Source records
▬▬▬▬▬▬

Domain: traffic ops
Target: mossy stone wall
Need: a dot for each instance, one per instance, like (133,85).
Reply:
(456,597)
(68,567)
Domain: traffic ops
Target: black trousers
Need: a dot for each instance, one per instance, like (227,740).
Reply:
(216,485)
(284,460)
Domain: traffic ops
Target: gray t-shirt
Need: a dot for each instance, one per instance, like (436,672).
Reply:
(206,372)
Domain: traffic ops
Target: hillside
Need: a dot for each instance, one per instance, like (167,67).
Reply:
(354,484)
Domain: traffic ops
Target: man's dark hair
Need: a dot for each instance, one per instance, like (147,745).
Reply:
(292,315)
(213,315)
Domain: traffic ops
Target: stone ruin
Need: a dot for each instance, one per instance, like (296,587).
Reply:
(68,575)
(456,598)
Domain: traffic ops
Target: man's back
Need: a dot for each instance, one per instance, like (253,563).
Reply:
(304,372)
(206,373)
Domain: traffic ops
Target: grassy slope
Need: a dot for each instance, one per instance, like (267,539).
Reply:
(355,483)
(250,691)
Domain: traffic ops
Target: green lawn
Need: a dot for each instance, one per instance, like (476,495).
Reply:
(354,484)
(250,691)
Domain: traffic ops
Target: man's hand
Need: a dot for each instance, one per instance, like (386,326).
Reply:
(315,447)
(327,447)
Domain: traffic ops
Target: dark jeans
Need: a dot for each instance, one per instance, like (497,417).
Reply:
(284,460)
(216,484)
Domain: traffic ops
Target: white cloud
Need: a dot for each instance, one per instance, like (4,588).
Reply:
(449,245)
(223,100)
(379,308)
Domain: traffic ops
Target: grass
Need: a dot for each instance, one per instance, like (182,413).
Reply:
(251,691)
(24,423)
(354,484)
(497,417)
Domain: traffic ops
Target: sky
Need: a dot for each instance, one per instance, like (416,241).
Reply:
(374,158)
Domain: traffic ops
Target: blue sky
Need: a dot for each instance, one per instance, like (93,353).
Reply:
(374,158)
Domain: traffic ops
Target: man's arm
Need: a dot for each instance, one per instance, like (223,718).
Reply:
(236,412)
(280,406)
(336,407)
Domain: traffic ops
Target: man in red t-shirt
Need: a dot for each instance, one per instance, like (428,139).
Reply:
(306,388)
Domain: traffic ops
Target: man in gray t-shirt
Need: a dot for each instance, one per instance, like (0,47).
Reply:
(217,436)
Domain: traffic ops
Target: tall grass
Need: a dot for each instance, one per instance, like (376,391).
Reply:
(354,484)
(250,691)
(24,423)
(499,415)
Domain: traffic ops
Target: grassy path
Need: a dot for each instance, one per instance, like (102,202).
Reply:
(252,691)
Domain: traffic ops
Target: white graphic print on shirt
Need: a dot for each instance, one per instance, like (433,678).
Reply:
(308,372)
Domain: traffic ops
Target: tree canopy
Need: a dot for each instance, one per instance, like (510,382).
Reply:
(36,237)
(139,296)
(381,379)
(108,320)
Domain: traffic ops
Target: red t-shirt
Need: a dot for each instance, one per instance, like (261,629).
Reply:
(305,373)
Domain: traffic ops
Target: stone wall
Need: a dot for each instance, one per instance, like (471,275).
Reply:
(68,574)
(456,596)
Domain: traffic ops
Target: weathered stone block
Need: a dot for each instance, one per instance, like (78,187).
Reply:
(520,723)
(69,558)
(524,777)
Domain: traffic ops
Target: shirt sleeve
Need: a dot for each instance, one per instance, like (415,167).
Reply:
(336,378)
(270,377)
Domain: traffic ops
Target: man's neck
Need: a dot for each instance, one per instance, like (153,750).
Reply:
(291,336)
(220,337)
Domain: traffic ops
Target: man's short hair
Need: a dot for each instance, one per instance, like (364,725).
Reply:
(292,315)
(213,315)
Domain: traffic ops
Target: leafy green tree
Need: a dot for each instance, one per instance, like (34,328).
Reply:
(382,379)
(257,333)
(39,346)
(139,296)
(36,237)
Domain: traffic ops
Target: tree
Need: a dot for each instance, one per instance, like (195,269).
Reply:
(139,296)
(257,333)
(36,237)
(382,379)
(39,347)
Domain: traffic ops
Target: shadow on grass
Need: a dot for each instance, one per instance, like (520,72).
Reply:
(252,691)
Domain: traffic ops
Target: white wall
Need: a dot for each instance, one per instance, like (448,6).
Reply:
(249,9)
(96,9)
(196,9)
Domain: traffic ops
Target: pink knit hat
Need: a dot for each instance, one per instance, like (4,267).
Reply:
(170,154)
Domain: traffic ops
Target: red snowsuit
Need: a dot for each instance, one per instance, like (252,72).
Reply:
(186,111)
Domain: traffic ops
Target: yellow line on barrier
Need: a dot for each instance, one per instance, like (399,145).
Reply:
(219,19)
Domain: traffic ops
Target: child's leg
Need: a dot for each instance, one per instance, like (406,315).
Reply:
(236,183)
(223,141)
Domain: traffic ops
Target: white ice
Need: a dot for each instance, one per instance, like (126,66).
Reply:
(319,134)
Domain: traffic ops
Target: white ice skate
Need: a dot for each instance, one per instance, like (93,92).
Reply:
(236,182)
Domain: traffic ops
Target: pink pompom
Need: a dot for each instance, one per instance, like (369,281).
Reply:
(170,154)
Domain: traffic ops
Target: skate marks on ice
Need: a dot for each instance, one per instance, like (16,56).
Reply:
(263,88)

▬▬▬▬▬▬

→ **Directions**: Extract all of the data shown above without alteration.

→ **Written response**:
Domain: traffic ops
Target: mossy stone wall
Need: a dot for each instance, one per instance, like (133,85).
Reply:
(456,597)
(68,567)
Domain: traffic ops
Target: black trousers
Need: a dot for each instance, one per instance, like (227,740).
Reply:
(216,485)
(284,460)
Domain: traffic ops
Target: gray t-shirt
Need: a dot for each instance, one per instance, like (436,672).
Reply:
(206,372)
Domain: traffic ops
Target: hillside
Need: a dot for each instance, one per instance, like (167,67).
Reply:
(354,484)
Domain: traffic ops
Target: man's dark hair
Need: a dot for each instance, one per instance, like (147,745).
Reply:
(292,315)
(213,315)
Domain: traffic ops
Target: stone ruin
Need: a dot for each instance, one per instance, like (296,587).
Reply:
(68,575)
(456,598)
Domain: traffic ops
Target: man's back
Need: a dot for each instance, one per instance, like (253,563).
Reply:
(304,372)
(206,373)
Domain: traffic ops
Target: grassy slope
Need: a dot for each instance, one per instance, like (267,539).
Reply:
(355,483)
(250,691)
Domain: traffic ops
Target: green lawn
Need: a dot for each instance, one per instance, like (476,495).
Reply:
(354,484)
(250,691)
Domain: traffic ops
Target: man's hand
Need: a dot for each instance, one per instance, like (386,326).
Reply:
(315,447)
(327,447)
Domain: traffic ops
Target: dark jeans
Need: a dot for each instance, one per instance, like (497,417).
Reply:
(284,460)
(216,484)
Domain: traffic ops
Target: white cloud
Need: a dot for each instance, one per instance, like (4,588).
Reply:
(449,245)
(223,100)
(379,308)
Domain: traffic ops
Target: grass
Need: a dot for each instance, one per instance, like (182,413).
Reply:
(251,691)
(24,423)
(354,484)
(497,417)
Domain: traffic ops
Target: sky
Need: a dot for each instance, one per instance, like (416,241).
Reply:
(374,158)
Domain: traffic ops
Target: blue sky
Need: a dot for each instance, one per instance, like (93,353).
Reply:
(374,158)
Domain: traffic ops
Target: man's arm
Need: a dot for each instance, one per instance, like (223,718).
Reply:
(236,412)
(280,406)
(336,407)
Domain: traffic ops
Target: man in red t-shirt
Need: a dot for each instance, one per instance, like (428,139).
Reply:
(306,388)
Domain: traffic ops
Target: man in gray t-shirt
Need: a dot for each instance, one per instance, like (0,47).
Reply:
(217,436)
Domain: traffic ops
Target: tall grass
Need: a dot for each instance, one per instance, like (376,391).
Reply:
(354,484)
(250,691)
(24,423)
(499,415)
Domain: traffic ops
Target: grassy path
Need: a dot for each instance, one per instance, like (102,202).
Reply:
(252,691)
Domain: traffic ops
Target: white graphic print on shirt
Need: a dot for each instance, one per instance, like (433,678).
Reply:
(308,372)
Domain: traffic ops
Target: tree canopy
Need: a dot for each instance, one per instance, like (510,382).
Reply:
(36,237)
(139,296)
(381,379)
(108,320)
Domain: traffic ops
Target: red t-shirt
Need: a dot for each instance, one per instance, like (261,629).
Reply:
(305,373)
Domain: traffic ops
Target: stone wall
Need: a dot for each instance, one per instance, like (471,275).
Reply:
(68,574)
(456,596)
Domain: traffic ops
Target: weathered stone block
Need: a dot for each instance, one per instance, like (78,187).
Reply:
(520,723)
(69,558)
(524,777)
Domain: traffic ops
Target: shirt sleeve
Need: a dot for each instance, one per instance, like (415,167).
Reply:
(336,378)
(270,377)
Domain: traffic ops
Target: man's neck
Need: a dot for each instance, one per instance, like (153,750).
Reply:
(291,336)
(220,337)
Domain: traffic ops
Target: man's short hair
Need: a dot for each instance, one per instance, like (364,725).
Reply:
(292,315)
(213,315)
Domain: traffic ops
Target: leafy green tree
Need: a dot for each instance, one per instance, like (34,328).
Reply:
(382,379)
(257,333)
(39,346)
(139,296)
(36,237)
Domain: traffic ops
Target: tree
Need: a dot for each instance, one per instance, like (195,269).
Reply:
(139,296)
(257,333)
(36,237)
(382,379)
(39,347)
Domain: traffic ops
Target: shadow on grass
Need: a dot for each instance, one per instance, like (520,72).
Reply:
(252,691)
Domain: traffic ops
Target: white wall
Need: a dot for each instance, one per instance, like (448,6).
Reply:
(249,9)
(96,9)
(196,9)
Domain: traffic ops
Target: pink knit hat
Need: a dot for each instance, one per instance, like (4,267).
Reply:
(170,154)
Domain: traffic ops
Target: red snowsuit
Need: a dot for each instance, one per instance, like (252,72).
Reply:
(186,111)
Domain: traffic ops
Target: yellow line on barrier
Need: a dot for each instance, one per instance, like (399,145).
Reply:
(219,19)
Domain: traffic ops
Target: child's leg
Need: a dot for each instance, one per instance, like (406,315).
Reply:
(236,183)
(223,141)
Domain: traffic ops
Target: white ice
Need: a dot for each instance, one per instance, like (126,66).
Reply:
(319,134)
Domain: traffic ops
Target: white ice skate
Need: a dot for each instance, one per instance, like (93,92).
Reply:
(236,182)
Domain: traffic ops
Target: pink pompom
Need: a dot for each instance, one per instance, like (369,281).
Reply:
(170,154)
Domain: traffic ops
Target: skate marks on ice
Need: a dot for each instance, one per instance, like (16,56).
Reply:
(263,88)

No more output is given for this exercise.